Date: Fri, 3 Apr 2026 23:20:49 +0000
Subject: [PATCH] [mlir][memref][NVGPU] Move NVGPU ops to
 IndexedAccessOpInterface

This removes the need for the memref dialect to know about nvgpu
operations (though we still haven't converted
ExtractAddressComputations to t new interface, so we can't remove the
dependency just yet).

ldmatrix is defined to access a 1-D region of memory in order to
enable folding in arbitrary expand_ and collpapse_shapes, as its
underlying lowering is jut a scalar getStridedElementPtr()

*WRITTEN TASKS*
1. Reproduce the stretch of the patch message from "This removes the" through "a scalar getStridedElementPtr()".
2. Based on the patch message, answer yes or no to each statement and quote the deciding words: (a) The change removes the need for the memref dialect to know about nvgpu operations. (b) ExtractAddressComputations has already been converted to the new interface. (c) ldmatrix is defined to access a 2-D region of memory.
Work only from the patch message.

*EXTRACTED INFORMATION*
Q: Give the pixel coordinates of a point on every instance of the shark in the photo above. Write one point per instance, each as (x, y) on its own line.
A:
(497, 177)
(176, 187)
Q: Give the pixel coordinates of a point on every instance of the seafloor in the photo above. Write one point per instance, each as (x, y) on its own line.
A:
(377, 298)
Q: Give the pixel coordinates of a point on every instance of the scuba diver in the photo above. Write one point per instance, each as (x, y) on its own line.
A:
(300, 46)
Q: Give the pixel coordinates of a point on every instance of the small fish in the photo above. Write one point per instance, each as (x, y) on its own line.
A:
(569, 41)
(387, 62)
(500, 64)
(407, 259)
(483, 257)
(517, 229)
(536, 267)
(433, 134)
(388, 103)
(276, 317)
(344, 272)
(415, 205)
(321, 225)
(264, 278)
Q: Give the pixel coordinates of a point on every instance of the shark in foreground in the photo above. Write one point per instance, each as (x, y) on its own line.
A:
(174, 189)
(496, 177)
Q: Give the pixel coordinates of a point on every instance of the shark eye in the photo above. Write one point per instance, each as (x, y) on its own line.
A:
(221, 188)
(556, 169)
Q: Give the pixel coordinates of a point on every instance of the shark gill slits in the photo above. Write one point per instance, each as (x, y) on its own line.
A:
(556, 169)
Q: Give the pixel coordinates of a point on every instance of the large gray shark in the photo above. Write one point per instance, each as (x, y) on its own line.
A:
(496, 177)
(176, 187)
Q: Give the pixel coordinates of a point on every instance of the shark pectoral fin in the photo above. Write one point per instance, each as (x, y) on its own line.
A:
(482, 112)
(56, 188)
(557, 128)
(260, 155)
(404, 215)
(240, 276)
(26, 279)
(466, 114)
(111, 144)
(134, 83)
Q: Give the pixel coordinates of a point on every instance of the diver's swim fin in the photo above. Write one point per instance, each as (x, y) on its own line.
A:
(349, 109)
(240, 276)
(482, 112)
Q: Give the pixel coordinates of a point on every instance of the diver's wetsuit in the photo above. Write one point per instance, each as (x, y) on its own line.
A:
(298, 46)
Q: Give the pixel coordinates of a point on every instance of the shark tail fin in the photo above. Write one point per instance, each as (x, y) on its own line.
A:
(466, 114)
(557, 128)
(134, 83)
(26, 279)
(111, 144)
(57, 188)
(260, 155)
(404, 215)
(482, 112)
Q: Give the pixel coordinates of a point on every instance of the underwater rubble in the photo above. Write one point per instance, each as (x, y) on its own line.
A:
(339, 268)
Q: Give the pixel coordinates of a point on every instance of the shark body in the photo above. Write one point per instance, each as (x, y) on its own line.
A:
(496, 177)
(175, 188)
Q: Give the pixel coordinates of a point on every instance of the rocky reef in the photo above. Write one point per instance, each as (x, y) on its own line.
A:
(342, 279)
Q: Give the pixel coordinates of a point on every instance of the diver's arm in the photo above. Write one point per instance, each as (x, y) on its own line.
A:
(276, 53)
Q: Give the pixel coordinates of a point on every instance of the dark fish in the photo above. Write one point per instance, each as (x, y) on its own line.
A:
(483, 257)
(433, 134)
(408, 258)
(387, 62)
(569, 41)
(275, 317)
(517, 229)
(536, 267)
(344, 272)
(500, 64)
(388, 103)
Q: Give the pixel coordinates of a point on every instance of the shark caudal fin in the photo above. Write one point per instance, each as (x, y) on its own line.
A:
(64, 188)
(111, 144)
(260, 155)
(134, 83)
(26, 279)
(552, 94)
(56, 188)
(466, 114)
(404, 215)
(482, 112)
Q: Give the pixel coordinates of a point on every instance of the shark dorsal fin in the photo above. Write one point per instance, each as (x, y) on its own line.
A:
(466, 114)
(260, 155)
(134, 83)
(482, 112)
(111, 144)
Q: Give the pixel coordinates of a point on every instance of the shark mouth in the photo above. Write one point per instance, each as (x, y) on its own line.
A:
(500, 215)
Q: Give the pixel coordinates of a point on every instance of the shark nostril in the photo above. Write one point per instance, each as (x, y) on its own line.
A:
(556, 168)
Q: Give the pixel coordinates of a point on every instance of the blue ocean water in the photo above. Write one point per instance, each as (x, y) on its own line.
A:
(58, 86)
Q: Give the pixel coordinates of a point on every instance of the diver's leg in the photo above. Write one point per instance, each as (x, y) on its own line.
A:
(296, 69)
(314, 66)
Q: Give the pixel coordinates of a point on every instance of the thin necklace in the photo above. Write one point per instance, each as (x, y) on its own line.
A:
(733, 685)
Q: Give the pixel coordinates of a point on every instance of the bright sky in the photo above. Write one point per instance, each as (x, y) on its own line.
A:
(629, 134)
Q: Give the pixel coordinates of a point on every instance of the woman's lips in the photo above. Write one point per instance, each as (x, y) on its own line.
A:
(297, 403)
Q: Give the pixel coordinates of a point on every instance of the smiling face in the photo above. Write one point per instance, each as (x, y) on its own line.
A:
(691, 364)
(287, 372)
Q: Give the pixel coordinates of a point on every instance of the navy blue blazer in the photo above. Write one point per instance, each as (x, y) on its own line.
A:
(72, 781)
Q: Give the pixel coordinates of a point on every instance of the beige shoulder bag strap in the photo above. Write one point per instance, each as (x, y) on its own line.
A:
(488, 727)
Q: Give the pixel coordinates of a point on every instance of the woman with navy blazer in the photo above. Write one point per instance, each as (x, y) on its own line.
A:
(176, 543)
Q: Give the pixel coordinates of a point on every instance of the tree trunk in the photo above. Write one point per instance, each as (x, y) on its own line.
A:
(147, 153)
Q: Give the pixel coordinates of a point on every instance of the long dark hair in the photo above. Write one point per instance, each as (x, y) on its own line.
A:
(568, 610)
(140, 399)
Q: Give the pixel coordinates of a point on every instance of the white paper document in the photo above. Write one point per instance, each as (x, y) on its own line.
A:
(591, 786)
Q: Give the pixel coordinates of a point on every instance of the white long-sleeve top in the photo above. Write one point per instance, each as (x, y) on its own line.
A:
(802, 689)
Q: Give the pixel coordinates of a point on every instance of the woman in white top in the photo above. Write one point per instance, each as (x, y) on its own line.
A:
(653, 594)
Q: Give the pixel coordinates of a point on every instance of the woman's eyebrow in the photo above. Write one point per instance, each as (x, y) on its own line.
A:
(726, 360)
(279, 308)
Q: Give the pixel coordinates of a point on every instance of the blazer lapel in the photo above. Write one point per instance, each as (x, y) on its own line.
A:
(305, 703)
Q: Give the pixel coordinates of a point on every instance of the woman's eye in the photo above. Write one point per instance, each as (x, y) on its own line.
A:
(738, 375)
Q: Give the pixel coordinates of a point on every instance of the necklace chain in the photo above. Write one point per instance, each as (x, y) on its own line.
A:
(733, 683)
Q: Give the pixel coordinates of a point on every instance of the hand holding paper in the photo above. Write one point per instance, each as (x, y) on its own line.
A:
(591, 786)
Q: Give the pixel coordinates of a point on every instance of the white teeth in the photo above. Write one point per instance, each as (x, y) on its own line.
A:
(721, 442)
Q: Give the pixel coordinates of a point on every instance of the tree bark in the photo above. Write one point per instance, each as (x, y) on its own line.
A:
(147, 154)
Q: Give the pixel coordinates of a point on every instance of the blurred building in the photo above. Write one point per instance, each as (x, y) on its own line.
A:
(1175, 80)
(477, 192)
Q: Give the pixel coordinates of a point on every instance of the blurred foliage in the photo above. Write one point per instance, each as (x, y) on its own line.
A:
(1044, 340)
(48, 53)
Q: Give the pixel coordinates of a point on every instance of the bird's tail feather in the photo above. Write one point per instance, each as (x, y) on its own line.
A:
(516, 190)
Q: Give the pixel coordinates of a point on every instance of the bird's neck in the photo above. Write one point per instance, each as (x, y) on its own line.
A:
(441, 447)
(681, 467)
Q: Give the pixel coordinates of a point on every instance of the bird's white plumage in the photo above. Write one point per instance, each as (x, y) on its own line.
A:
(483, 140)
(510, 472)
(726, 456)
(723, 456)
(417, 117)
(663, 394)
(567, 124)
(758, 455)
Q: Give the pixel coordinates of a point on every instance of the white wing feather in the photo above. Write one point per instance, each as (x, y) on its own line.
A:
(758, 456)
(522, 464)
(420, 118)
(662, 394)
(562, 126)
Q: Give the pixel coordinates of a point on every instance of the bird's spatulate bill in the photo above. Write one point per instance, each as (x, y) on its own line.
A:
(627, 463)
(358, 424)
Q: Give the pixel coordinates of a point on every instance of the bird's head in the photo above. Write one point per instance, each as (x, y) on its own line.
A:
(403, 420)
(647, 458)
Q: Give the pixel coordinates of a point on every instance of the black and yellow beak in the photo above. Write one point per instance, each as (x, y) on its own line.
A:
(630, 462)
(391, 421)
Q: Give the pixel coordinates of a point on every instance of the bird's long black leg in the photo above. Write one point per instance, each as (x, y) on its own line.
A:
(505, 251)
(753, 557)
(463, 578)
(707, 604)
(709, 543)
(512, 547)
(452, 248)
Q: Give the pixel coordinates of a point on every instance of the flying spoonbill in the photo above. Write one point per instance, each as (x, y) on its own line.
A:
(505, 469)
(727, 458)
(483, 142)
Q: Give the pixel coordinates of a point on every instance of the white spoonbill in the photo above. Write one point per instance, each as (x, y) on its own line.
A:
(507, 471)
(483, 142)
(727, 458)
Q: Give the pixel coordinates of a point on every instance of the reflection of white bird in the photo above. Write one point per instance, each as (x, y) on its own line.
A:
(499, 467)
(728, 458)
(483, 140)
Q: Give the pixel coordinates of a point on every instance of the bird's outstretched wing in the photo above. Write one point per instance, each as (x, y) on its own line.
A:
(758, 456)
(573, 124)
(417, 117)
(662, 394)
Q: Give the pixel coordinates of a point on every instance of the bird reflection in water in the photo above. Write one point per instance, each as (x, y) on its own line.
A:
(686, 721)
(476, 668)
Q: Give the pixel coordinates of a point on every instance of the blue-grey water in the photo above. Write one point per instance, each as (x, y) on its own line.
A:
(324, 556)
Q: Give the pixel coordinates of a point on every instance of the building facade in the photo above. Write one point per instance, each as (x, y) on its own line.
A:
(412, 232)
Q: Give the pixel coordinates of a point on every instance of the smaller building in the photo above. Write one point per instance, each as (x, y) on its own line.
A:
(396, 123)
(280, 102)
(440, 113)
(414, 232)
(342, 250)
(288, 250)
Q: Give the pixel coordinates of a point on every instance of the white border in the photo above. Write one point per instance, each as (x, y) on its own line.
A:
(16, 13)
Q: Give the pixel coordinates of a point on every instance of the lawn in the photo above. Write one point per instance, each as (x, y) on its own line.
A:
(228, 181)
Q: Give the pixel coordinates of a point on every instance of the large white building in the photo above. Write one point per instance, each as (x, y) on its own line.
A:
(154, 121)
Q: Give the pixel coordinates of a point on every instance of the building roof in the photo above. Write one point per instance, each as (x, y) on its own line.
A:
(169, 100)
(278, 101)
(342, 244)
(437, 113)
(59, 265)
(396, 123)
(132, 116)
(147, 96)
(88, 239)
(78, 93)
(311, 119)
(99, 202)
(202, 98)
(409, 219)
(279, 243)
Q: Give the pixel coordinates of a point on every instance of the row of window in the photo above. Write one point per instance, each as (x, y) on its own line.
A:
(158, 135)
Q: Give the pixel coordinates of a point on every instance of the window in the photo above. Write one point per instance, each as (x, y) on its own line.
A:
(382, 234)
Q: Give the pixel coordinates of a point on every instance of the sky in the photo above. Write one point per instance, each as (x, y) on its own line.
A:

*FINAL ANSWERS*
1.
This removes the need for the memref dialect to know about nvgpu
operations (though we still haven't converted
ExtractAddressComputations to t new interface, so we can't remove the
dependency just yet).

ldmatrix is defined to access a 1-D region of memory in order to
enable folding in arbitrary expand_ and collpapse_shapes, as its
underlying lowering is jut a scalar getStridedElementPtr()

2.
(a) Yes: "This removes the need for the memref dialect to know about nvgpu operations"
(b) No: "we still haven't converted ExtractAddressComputations"
(c) No: "ldmatrix is defined to access a 1-D region of memory"